* **Given task**:
Turn the records below into one JSON list of strings, with one string per line and blank lines left out.
··········
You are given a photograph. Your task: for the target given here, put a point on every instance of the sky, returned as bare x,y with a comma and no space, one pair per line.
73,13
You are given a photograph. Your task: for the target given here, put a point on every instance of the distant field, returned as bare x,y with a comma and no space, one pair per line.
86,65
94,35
··········
* **Final answer**:
[
  "You are given a photograph. Your task: for the target given here, put a point on every instance of the sky, returned as bare x,y with a comma and no space, one pair per line.",
  "73,13",
  "You are given a photograph. Your task: for the target given here, put a point on every instance of the distant field, returned as bare x,y with a comma and no space, one pair per line.",
  "86,65",
  "94,35"
]